## Try it
Set down every entry once more, character for character.

## Data provided

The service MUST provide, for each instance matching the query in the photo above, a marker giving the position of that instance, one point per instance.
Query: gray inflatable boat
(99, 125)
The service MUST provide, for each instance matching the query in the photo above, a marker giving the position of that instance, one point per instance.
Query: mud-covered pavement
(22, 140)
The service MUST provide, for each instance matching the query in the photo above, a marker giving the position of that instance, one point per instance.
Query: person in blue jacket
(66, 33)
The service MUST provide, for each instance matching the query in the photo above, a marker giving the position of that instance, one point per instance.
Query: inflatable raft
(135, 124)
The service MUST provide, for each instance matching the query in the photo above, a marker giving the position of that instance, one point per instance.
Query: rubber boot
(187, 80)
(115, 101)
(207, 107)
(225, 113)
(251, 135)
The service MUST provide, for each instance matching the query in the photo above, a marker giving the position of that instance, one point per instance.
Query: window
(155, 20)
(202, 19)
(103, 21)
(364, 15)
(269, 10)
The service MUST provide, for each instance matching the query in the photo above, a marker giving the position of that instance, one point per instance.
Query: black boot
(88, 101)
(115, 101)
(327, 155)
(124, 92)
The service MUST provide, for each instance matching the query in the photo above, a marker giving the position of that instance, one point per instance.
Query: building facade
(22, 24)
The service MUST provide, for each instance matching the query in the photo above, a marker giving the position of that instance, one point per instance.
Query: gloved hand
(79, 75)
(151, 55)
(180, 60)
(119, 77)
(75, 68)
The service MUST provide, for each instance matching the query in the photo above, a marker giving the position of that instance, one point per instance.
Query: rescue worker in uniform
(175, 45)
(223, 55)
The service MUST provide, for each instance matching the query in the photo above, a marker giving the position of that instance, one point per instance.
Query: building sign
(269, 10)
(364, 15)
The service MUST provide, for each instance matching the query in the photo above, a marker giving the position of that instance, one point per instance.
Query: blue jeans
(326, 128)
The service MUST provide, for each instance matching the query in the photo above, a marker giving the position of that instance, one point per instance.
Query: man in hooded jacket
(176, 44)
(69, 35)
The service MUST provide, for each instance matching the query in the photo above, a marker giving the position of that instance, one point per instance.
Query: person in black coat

## Your solution
The service MUST provide, for each instance matching the query in the photo above, a marker giving the position of that instance, one point per instance.
Query: gray inflatable boat
(99, 125)
The service MUST provide, for each instance matching the query in the photo above, a marker giving the position of that instance, one point per instance.
Query: mud-covered pavement
(22, 140)
The service MUST provide, for each instance matching the query in the photo above, a marker giving the position of that instance, one point per instance.
Query: person in blue jacket
(66, 33)
The service MUST provide, for each instance matching the query in the photo above, a marker giving the position of that instance, one point per instance.
Query: inflatable raft
(135, 124)
The service MUST provide, for each instance matching the query in the photo above, a marker giving the position of that instance, one point per instance.
Query: rubber boot
(187, 80)
(115, 101)
(207, 107)
(225, 113)
(251, 135)
The service MUST provide, for each instance matching the query in the photo above, a marker giving the position of that instance, one point per instance.
Query: window
(155, 20)
(202, 19)
(103, 21)
(364, 15)
(269, 10)
The service MUST provide, for each instance matching the query in the photo above, a marker giving the position of that instance, one point per instance.
Query: black boot
(88, 101)
(115, 101)
(327, 155)
(124, 92)
The service MUST provide, for each instance matching the query in the photo above, a marker giving the position of that instance, one point per instance.
Query: building facade
(22, 24)
The service MUST provide, for each instance matching the query in the photo above, a marker giving the position of that instance, one point per instance.
Query: gloved hand
(79, 75)
(151, 55)
(180, 60)
(119, 77)
(75, 68)
The service MUST provide, for each instance matching the query in the photo above, a marker giving the position of that instance, one point per instance.
Query: rescue worker in uniform
(175, 45)
(223, 55)
The service MUST provide, for each instance matching the query in the photo above, a marker giving the position of that instance, one point per instance.
Query: building sign
(269, 10)
(364, 15)
The service MUST provide, for each instance matching the query in the photo above, a marker giving the position of that instance, one point per instance.
Query: blue jeans
(326, 128)
The service MUST provide, for each instance matching the query in the photo above, a marker giving the position of that instance, one point per instance.
Query: man in hooded jacket
(176, 44)
(69, 35)
The service MUST provide, for each instance matching the query in the photo above, a marker giving the position of that instance, one point per instance.
Query: person in black coat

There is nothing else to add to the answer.